What is expected:
For every line in the records below that holds "target", make a copy.

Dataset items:
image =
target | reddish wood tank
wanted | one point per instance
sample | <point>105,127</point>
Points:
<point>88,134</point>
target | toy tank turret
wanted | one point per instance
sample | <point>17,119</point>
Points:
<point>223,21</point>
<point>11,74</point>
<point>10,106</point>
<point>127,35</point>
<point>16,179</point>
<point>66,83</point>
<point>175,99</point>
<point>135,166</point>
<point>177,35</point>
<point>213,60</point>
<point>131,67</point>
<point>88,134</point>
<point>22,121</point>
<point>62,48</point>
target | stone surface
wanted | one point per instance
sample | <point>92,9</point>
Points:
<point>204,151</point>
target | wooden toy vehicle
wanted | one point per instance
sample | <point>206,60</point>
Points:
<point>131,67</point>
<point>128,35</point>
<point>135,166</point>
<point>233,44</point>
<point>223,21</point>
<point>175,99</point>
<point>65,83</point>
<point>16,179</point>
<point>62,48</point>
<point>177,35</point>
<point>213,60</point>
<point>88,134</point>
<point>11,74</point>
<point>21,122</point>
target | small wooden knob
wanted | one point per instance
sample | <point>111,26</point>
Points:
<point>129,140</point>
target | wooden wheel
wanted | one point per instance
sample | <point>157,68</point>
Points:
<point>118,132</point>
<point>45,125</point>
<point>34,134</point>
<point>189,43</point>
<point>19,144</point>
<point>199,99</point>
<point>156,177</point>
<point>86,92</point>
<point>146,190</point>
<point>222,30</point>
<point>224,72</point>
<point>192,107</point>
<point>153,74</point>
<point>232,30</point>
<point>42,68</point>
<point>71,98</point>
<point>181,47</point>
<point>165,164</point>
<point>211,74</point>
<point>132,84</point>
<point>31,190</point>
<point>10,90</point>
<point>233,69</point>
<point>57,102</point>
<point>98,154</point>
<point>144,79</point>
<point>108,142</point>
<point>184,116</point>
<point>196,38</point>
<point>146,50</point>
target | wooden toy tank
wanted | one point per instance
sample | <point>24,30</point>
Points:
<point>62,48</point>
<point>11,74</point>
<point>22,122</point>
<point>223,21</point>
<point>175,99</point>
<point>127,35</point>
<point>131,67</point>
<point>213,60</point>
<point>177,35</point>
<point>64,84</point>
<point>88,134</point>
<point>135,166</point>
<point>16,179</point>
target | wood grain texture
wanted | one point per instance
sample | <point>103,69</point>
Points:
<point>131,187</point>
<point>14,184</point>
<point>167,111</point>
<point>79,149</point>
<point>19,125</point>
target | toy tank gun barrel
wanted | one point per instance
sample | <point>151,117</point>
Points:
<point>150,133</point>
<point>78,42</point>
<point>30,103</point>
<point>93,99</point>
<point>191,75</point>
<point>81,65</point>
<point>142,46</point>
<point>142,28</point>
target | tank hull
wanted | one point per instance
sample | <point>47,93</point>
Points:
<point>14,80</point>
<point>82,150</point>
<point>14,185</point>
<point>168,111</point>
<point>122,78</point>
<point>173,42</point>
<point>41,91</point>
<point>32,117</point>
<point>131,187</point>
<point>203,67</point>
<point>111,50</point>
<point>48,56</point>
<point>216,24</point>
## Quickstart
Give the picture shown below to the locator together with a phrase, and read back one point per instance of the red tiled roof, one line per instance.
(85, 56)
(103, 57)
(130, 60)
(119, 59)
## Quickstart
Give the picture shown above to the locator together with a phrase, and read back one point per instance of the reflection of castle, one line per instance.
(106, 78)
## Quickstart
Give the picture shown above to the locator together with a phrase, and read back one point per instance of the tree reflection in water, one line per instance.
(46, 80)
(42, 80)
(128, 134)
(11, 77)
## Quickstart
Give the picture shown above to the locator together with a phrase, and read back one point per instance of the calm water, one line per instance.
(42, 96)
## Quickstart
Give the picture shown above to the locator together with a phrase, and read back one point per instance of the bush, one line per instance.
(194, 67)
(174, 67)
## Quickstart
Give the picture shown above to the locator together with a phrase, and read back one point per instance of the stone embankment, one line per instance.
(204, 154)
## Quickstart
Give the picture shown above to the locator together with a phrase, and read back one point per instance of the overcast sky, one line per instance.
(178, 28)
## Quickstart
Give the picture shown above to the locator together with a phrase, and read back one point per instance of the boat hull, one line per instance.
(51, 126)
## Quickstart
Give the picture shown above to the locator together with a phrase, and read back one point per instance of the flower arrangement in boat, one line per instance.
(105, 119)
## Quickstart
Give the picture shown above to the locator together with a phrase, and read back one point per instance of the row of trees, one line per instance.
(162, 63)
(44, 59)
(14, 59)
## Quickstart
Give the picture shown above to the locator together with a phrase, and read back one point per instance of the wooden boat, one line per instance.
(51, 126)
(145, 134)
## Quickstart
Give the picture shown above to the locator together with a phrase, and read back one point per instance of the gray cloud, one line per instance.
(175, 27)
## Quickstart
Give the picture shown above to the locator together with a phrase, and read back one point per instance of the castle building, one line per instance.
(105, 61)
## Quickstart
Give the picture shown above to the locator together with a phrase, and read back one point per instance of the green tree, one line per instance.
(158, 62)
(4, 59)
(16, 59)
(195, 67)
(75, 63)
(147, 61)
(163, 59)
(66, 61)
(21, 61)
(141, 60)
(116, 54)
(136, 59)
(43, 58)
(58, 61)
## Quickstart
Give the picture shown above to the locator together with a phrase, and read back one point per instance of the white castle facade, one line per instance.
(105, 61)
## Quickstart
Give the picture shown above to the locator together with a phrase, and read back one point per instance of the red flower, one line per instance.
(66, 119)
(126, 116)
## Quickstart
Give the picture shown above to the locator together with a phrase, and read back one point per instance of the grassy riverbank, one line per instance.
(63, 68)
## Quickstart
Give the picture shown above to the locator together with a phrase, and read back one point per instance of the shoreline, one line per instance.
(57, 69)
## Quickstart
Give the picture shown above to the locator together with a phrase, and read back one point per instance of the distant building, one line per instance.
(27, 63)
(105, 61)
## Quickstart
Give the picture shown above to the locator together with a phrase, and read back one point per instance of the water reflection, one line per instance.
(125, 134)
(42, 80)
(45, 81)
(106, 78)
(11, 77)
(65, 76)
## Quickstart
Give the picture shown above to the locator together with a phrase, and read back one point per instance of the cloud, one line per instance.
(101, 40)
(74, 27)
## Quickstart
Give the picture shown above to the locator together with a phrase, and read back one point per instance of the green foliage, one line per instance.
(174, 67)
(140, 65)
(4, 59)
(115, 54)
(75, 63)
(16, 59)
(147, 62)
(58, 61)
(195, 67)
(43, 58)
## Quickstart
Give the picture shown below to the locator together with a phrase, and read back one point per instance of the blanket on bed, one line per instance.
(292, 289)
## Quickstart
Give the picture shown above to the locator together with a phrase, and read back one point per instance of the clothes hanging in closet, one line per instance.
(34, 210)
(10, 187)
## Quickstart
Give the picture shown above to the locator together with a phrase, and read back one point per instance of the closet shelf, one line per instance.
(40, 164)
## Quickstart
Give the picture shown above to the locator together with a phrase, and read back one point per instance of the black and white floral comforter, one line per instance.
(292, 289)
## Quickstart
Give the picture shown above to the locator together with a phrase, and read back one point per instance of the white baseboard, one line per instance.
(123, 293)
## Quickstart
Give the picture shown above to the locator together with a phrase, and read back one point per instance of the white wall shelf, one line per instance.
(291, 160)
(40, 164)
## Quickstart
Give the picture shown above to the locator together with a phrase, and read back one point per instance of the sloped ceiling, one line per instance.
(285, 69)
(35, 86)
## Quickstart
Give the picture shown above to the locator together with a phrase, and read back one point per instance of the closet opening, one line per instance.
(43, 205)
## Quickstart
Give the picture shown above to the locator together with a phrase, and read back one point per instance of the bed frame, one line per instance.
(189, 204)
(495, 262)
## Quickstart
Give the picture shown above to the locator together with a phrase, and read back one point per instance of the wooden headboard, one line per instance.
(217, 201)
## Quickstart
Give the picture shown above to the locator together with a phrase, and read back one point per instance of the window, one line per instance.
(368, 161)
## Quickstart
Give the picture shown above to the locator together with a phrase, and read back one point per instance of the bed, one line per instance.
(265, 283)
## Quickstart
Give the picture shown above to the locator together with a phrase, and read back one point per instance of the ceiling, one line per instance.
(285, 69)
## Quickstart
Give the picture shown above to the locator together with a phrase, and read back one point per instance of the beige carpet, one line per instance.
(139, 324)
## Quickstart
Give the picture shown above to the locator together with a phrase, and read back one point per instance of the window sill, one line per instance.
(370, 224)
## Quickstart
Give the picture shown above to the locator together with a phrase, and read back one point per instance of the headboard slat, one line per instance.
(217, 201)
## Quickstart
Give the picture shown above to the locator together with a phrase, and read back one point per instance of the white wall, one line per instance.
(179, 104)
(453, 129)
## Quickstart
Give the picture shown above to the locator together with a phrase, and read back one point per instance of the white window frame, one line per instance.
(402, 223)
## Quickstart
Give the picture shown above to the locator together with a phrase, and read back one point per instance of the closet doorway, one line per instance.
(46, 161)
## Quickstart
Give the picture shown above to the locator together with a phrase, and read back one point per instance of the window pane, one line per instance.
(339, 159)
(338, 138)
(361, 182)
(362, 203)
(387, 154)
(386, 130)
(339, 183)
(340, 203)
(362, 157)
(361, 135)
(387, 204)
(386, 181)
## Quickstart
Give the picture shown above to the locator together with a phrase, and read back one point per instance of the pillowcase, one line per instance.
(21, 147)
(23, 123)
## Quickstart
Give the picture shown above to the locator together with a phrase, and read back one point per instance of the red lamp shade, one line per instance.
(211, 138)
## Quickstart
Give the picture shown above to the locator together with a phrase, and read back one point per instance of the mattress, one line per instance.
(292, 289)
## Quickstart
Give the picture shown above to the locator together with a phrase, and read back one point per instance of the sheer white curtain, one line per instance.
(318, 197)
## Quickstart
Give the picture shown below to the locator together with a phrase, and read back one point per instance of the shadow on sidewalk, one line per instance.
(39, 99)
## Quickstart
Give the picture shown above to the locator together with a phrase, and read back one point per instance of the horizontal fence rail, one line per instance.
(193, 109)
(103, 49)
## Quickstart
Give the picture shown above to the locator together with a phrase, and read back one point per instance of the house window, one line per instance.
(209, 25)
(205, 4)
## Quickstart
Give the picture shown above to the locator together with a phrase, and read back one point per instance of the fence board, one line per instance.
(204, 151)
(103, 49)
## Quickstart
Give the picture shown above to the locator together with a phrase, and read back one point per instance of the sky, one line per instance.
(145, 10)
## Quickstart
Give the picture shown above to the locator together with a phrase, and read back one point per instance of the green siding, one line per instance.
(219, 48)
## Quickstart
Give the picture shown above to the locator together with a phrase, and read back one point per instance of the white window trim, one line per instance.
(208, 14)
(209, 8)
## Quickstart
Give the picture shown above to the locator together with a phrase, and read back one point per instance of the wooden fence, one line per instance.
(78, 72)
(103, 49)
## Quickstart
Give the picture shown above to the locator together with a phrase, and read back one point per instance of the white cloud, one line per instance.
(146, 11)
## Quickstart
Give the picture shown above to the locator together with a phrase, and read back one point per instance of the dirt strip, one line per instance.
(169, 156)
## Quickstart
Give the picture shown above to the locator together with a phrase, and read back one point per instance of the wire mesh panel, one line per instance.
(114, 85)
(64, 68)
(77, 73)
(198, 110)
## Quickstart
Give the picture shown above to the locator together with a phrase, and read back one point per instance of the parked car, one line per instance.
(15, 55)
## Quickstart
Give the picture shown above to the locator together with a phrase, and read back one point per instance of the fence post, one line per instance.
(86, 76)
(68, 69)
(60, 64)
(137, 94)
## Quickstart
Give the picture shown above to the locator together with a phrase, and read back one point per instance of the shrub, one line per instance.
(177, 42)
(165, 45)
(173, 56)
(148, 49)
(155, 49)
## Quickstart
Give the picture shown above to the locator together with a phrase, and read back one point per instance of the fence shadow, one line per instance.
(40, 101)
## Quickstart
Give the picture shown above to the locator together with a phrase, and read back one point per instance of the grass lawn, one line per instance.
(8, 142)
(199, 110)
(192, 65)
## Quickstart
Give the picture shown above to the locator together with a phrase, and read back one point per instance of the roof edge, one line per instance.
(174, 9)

Answer to the problem:
target | reddish wood tank
target | toy tank turret
target | stone surface
target | wooden toy vehicle
target | small wooden knob
target | wooden wheel
target | wooden toy tank
target | wood grain texture
target | toy tank gun barrel
target | tank hull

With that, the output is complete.